Requirement
Write out the following lines exactly as they appear, leaving the pictures out of your answer.

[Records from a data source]
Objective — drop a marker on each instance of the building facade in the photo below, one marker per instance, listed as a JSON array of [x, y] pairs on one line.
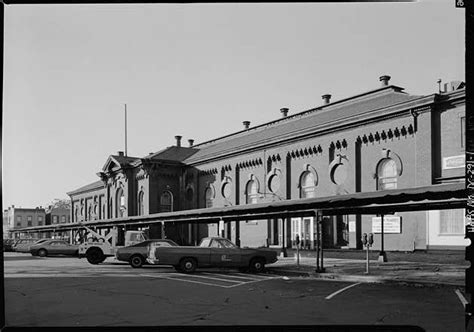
[[17, 218], [382, 139]]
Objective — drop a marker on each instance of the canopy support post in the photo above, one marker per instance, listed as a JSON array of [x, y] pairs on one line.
[[382, 254]]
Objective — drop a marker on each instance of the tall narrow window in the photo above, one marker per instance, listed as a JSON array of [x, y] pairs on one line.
[[252, 192], [166, 202], [451, 222], [141, 207], [307, 185], [387, 174], [208, 197], [120, 205]]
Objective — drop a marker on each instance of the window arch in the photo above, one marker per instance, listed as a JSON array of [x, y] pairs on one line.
[[251, 192], [120, 203], [141, 207], [209, 196], [387, 174], [166, 202], [307, 185]]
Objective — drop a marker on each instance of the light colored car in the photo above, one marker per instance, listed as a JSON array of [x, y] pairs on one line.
[[53, 248], [136, 254], [23, 245], [212, 252]]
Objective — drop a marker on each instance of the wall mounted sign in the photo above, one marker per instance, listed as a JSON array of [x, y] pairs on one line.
[[454, 162], [391, 224]]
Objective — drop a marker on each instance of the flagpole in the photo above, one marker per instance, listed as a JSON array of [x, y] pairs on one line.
[[125, 129]]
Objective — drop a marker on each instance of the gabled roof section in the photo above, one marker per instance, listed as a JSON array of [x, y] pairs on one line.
[[91, 186], [115, 162], [172, 153], [296, 124]]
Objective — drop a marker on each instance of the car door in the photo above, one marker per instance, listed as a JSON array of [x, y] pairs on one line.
[[223, 255]]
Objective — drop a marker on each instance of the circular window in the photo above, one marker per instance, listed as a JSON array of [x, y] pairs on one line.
[[227, 190], [339, 174], [274, 183]]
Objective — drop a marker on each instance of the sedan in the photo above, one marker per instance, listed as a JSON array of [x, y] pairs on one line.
[[23, 245], [137, 253], [54, 247]]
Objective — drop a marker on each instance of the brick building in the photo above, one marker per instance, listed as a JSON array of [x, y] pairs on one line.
[[379, 140], [17, 217]]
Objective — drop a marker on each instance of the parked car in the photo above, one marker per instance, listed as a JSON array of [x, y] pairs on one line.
[[8, 244], [23, 245], [54, 247], [136, 254], [212, 252]]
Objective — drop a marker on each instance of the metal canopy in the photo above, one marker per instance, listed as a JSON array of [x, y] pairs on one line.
[[444, 196]]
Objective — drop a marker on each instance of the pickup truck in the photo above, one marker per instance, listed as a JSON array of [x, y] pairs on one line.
[[211, 252]]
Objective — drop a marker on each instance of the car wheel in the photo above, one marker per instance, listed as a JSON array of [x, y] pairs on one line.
[[188, 265], [257, 265], [95, 256], [136, 261]]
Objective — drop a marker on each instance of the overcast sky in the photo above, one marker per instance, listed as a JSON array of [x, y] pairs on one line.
[[196, 70]]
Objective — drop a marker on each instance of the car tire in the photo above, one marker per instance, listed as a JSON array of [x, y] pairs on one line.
[[257, 265], [136, 261], [95, 256], [188, 265]]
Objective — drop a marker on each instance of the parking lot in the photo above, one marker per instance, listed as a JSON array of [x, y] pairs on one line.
[[65, 291]]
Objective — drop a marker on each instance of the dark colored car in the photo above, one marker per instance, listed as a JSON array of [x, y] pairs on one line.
[[212, 252], [137, 253], [8, 244], [54, 247]]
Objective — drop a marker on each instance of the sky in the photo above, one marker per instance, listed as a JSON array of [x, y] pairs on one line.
[[195, 70]]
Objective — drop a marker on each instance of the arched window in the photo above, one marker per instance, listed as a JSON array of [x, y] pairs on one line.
[[252, 192], [387, 174], [307, 185], [120, 203], [208, 195], [166, 202], [141, 207]]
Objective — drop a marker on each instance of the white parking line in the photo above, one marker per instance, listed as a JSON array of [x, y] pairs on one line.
[[341, 290], [198, 276], [233, 276], [184, 280], [461, 297]]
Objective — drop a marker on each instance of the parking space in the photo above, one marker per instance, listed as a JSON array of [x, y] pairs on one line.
[[216, 279]]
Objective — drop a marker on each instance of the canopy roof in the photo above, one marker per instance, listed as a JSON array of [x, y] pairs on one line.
[[444, 196]]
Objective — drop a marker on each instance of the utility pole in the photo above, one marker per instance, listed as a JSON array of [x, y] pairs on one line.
[[125, 129]]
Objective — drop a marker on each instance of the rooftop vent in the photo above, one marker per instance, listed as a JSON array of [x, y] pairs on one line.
[[384, 79], [327, 99]]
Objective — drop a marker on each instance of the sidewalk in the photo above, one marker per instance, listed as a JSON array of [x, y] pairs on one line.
[[423, 272]]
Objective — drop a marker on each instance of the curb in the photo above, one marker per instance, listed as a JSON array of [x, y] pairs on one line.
[[363, 279]]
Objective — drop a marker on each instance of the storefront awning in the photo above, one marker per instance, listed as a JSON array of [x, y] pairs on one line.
[[444, 196]]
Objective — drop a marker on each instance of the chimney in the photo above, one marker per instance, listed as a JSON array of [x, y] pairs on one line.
[[384, 79], [178, 140], [327, 99]]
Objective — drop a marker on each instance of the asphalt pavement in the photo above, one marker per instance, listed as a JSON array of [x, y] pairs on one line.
[[421, 268]]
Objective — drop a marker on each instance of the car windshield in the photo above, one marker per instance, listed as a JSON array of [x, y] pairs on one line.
[[205, 242]]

Task response
Objective — drop a marker on each instance of the building facade in the photo below, one marker per instance, listed as a JSON array of [x, y] pairs on one line.
[[17, 218], [382, 139]]
Objective — drop a marker on each instance of the canopy support post in the photo above, one marker per instance, listed as a JSON array of [x, y] pairs on one line.
[[382, 254]]
Objective — drop a marker on each instance of the tall narrow window in the photo above, one marker per instance, listed as a JSON array of [x, y] pairs on one line.
[[252, 192], [166, 202], [451, 222], [141, 207], [307, 185], [387, 174], [208, 197], [120, 205]]
Objective — drop a marker on each instance of the window arch in the photo above, one marker per instance, listed as a JSON array of [x, y] pairs on one line.
[[251, 192], [120, 203], [141, 207], [209, 196], [387, 174], [166, 202], [307, 185]]
Objective — drop a marker on each instance of the light colored car in the photo above, one marker per instance, listed as a JSON array of [x, y] pairs on one line.
[[53, 248], [136, 254], [23, 245], [212, 252]]
Objective — drop a marker on each instance of the wall mounted sign in the photo above, one marker per instance, listed as a JSON array of [x, y] pairs on one line.
[[454, 162], [391, 224]]
Objective — drop a marker on each instance of the flagpole in the photo above, one marker per instance, listed as a JSON array of [x, y] pairs on one line.
[[125, 129]]
Objective — drop a marker on each instance of the gabled roof section in the photo above, one marker per instance, listed as a JSON array of [x, y] pairs on one line.
[[91, 186], [115, 162], [172, 153], [296, 124]]
Objective — drop a marker on each instance of the car door in the photo above, one marker per instance, listed as a JSON array of [x, y] pairs on one line.
[[223, 255]]
Objective — drop a marker on each instance of the circular window in the photo above, one marker per instance, listed as a JSON array of [x, y] pairs on one line.
[[227, 190], [339, 174], [274, 183]]
Objective — drop a marker on each instance of the sedan in the photo above, one marker per instance, listed as a JSON array of [x, y] pairs on one line.
[[23, 245], [137, 253], [54, 247]]
Objective — drop a marker on each instance of the brick building in the photo above, one marker per instance, listed as a JSON array of [x, y] pairs on one line.
[[379, 140], [17, 217]]
Objective — drop a marker on each instance of the parked car in the photo above, one marker per instance, listed as a JSON array of [x, y] pairs on one line.
[[8, 244], [23, 245], [54, 247], [136, 254], [212, 252]]
Objective — drop a marker on each instance of the metal canopy in the photo above, one marker per instance, listed as a JSON array of [x, y] pairs on one line.
[[444, 196]]
Objective — drop a marker on each instance of the pickup truck in the photo above, one marker per instance, listed as a JSON array of [x, y] pairs on one line.
[[211, 252]]
Objective — drop a marker on each instance of the car wheel in the photo above, one marker per instance, listed as a JSON array of [x, y] pairs on one line.
[[188, 265], [257, 265], [95, 256], [136, 261]]
Objective — drop a marker on each instance of the overcast sky in the photo above, one marker per instance, listed as a JSON array of [x, y] pairs on one line.
[[196, 70]]
Objective — drop a marker on each instance of the car tire in the photo above, one marker per instance, listed as a JSON array of [x, y] pairs on one line.
[[257, 265], [136, 261], [95, 256], [188, 265]]
Objective — drop a marker on each instance of the parking lot in the photo above, one marker per instance, listed as a JSON array of [x, y] pairs on one line.
[[65, 291]]
Objective — drop a marker on each instance of the dark colored car in the photo above, one marker per instance, listed as a JSON array of [x, y] pairs on one line.
[[212, 252], [137, 253], [8, 244], [54, 247]]
Objective — drop a marker on each instance of the sky in the photo above, one marker per instance, listed as a JSON array of [x, y] pairs on one line.
[[195, 70]]
Objective — drop a marker on each instance of the arched window in the photo above, one marker per instance, listed as a JSON array of [x, y] pairs on one line.
[[252, 192], [387, 174], [307, 185], [120, 203], [208, 195], [166, 202], [141, 207]]
Objective — drop a marker on each instance of the white parking line in the photo above, one marker per instance, listed as a JSON array of [x, y] pairs on one line.
[[341, 290], [198, 276], [233, 276], [184, 280], [461, 297]]
Objective — drop a marker on each instance of the parking space in the photo above, one marker per instance, listed as a JSON array of [x, y] pairs on one line.
[[216, 279]]
Objective — drop a marker on each instance of the canopy roof in the photo above, one marker per instance, listed as a JSON array of [x, y] pairs on one line.
[[444, 196]]
Objective — drop a marker on each instance of the utility pole in the photo above, one marker per instance, listed as a JSON array of [x, y] pairs on one line.
[[125, 129]]
Objective — drop a marker on each instance of the rooftop vent in the photo above, one marker per instance, listed as a JSON array of [x, y] pairs on one line.
[[384, 79], [327, 99]]
Objective — drop a marker on each instance of the sidewalk in the photo above, one marker per instance, listed as a JSON array of [x, y] pairs on one line.
[[423, 272]]
Objective — drop a marker on each instance of the curb in the photo above, one marker per instance, listed as a JSON array of [x, y] pairs on one line.
[[363, 279]]
Objective — drop a marker on each instance of the storefront awning in the photo above, one marker per instance, listed as a JSON array of [x, y] pairs on one line.
[[444, 196]]
Objective — drop a marker on each instance of the chimney in the photo above, one marker per instance, listed as a JSON array of [x, y] pairs on one line.
[[384, 79], [178, 140], [327, 99]]
Objective — drop a marker on each instance of the asphalt pavement in the photo above, one marker per instance, listed as a JSON array of [x, y] pairs on one line.
[[421, 268]]
Objective — drop a marker on each instance of the car windshield in the photo above, one marker per instance, listed as a JSON array of [x, y] pairs on one line.
[[205, 242]]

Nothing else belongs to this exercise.